- **ФРАГМЕНТ ТЕКСТА**

Понятно, что когда мы говорим про все общество целиком, это такие большие силы, которые измеряются социологическими опросами, которые задают, безусловно, вектор движения страны, реакции лидеров и так далее. Гражданское общество — это нечто более компактное и более активное. Вот с этих позиций я, собственно, наверное, и хочу эти несколько пунктов изложить.

Я начну с самого начала, а именно с 1991 года, когда появилась Россия — новая ельцинская Россия. Собственно, вот только что прошли президентские выборы — так называемые «выборы»: Путин переназначил себя на какой-то 145-й срок, 87% голосов. Но исторически — он по крайней мере, эта власть, — она себя возводит все равно к тем выборам 1991 года, когда вот президент, у страны появился президент, облеченный народом лидер, сильная власть, которая ведет страну вперед. Если сегодня Путина спросить, он и сегодня это скажет: «Я облеченный народом лидер, который ведет страну вперед». Первым эти слова сказал Ельцин в 1991 году, в июне 1991 года, когда были первые выборы в России, президентские.

Это было абсолютный исторический поворот, историческая веха, и воспринималось тогда как переломный момент истории. Ну, тогда шарнир истории крутился очень быстро, и все так или иначе носило такой исторический характер. Но те выборы 1991 года, на которых Ельцин стал президентом, воспринимались тогда, конечно, как огромная победа будущей, еще не состоявшейся, но российской демократии. Мы сейчас к ней идем, и вот одним из мощных шагов вперед к этому счастливому будущему являются президентские выборы 1991 года, на которых Ельцин стал президентом.

Их исторический характер обусловлен был тем, что это были первые выборы, на которых действительно народ выбрал главу государства. Такого в России просто никогда не было, а вот оно случилось. Это было впервые, и все остальное было впервые — и слова о примате прав человека, и о том, как Россия будет цивилизованным государством, и так далее. И все, включая Ельцина и всех остальных, все это понимали как огромный шаг вперед — установление президентства в России как такового.

Две вещи остались как бы за кадром. Ну, не то чтобы за кадром, но они не очень тогда казались важны — одна казалась почти неважной, а вторую мы просто и не заметили, я думаю. Почти неважным казалось то, что результат этих выборов был абсолютно предопределен с самого начала. Можно было разговаривать о том, в каком туре выиграет Ельцин выборы, но о том, что он их проиграет, речи не шло. То есть никакой реальной состязательности в этих выборах. Все-таки демократия состоит не только из воли народа, утвержденной голосованием, но и из состязательности политического процесса. Ее в тот момент не было. Было ясно, что Ельцин выиграет, потому что он народный лидер, которому доверяет огромное количество населения. И он это понимал, Ельцин, когда, собственно, вводил в жизнь этот институт президентства. Это очень важный, конечно, момент, потому что не было конкуренции, победитель был известен заранее. И это не очень хороший такой… (реплика из зала) Небольшая, интриги не было, да.

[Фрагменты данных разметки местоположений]
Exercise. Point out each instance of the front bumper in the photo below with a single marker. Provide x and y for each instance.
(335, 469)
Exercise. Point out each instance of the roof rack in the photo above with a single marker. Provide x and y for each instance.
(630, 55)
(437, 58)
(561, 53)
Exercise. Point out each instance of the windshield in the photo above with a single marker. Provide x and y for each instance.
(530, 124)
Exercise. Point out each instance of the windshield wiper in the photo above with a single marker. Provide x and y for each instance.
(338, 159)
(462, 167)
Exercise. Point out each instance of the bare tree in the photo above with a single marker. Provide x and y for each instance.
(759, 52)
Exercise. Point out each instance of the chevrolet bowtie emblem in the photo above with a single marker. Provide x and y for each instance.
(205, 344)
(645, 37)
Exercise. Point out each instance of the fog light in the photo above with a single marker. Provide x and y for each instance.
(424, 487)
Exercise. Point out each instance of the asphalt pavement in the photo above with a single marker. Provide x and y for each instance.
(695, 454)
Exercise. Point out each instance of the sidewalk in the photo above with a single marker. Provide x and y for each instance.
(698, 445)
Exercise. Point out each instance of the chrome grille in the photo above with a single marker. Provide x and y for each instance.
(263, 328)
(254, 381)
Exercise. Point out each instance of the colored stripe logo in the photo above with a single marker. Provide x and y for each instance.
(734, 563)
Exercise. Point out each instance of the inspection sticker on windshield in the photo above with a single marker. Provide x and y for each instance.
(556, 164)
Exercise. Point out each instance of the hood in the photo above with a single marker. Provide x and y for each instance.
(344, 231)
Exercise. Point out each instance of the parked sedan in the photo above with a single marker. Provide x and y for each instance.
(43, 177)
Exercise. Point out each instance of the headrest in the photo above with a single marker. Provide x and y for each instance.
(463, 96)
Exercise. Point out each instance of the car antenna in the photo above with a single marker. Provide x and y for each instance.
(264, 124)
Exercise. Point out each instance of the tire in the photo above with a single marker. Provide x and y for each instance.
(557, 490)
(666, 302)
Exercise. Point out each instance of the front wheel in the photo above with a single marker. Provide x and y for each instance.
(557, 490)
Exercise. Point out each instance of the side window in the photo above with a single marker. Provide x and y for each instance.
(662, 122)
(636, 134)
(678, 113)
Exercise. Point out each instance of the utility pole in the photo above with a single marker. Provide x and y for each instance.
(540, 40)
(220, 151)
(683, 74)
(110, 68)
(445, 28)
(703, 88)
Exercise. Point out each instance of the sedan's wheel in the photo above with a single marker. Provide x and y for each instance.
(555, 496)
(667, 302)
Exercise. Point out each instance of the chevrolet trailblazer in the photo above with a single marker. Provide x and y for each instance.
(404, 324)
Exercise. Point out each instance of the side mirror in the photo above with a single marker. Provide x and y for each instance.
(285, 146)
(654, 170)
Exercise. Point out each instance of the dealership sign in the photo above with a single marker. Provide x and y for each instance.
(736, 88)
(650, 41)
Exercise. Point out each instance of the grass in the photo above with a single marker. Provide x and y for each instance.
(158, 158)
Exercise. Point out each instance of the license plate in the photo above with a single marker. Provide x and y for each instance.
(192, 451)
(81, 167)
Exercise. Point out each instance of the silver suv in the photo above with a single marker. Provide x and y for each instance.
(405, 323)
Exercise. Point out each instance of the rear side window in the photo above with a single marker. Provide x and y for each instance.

- **ЗАДАНИЯ**
a – Ответьте по фрагменту о выборах 1991 года:
(i) Сколько процентов голосов, по словам выступающего, получил Путин на только что прошедших выборах?
(ii) В каком месяце 1991 года в России состоялись первые президентские выборы?
(iii) Чего, кроме воли народа, утвержденной голосованием, не хватало выборам 1991 года, хотя из этого тоже состоит демократия?
b – Чем, согласно фрагменту о выборах 1991 года, был обусловлен исторический характер этих выборов? Ответьте в одном-трех предложениях.
c – Подхватите фрагмент о выборах 1991 года и продолжите его сразу после последней фразы.

- **ОТВЕТЫ ПО ЗАДАНИЯМ**
a –
(i) 87%.
(ii) В июне.
(iii) Состязательности политического процесса.

b – Исторический характер выборов 1991 года был обусловлен тем, что на них народ впервые действительно выбрал главу государства. Такого в России никогда раньше не было.

c –
Это первое. А второе заключается в том, что — и это, может быть, даже более важно, — что Ельцин шел на те выборы под лозунгом «Нам нужна сильная власть». Это звучало очень убедительно и было принято не только большинством народа… Ну, я сам себя не очень помню в этот конкретный момент. То есть я, конечно, уже был совершеннолетним, но вряд ли об этом думал всерьез. Но, тем не менее, это было вполне нормально, в этом был смысл того, что происходило. Считалось принципиально важным, что у России будет сильная власть.

Ельцин боролся на тех выборах не с Николаем Рыжковым, который был его формальный противник, а с Горбачевым, конечно, который себя назначил президентом СССР через выборы в Верховном Совете и таким образом не был избран народом, а был назначенным президентом. Кроме того, считался слабым президентом, слабым лидером Советского Союза, в противовес которому шел Ельцин и с которым боролся Ельцин. Горбачев был его главным противником тогда. И именно на этом противостоянии со слабой и нелегитимной, потому что она не избрана, властью он шел к своей собственной легитимации. И это всех абсолютно устраивало.

Я процитирую самого Ельцина, который в своих мемуарах говорит как раз применительно к тем выборам: «Главный парадокс России заключался в том, что ее государственная система давно брела сама собой. По большому счету, ей никто не управлял. По-настоящему властного лидера в России давно уже не было». Это он пишет в мемуарах, Ельцин, но на самом деле это то, как это воспринималось в 1991 году: хорошо, что теперь у России есть облеченный народным доверием сильный лидер, один.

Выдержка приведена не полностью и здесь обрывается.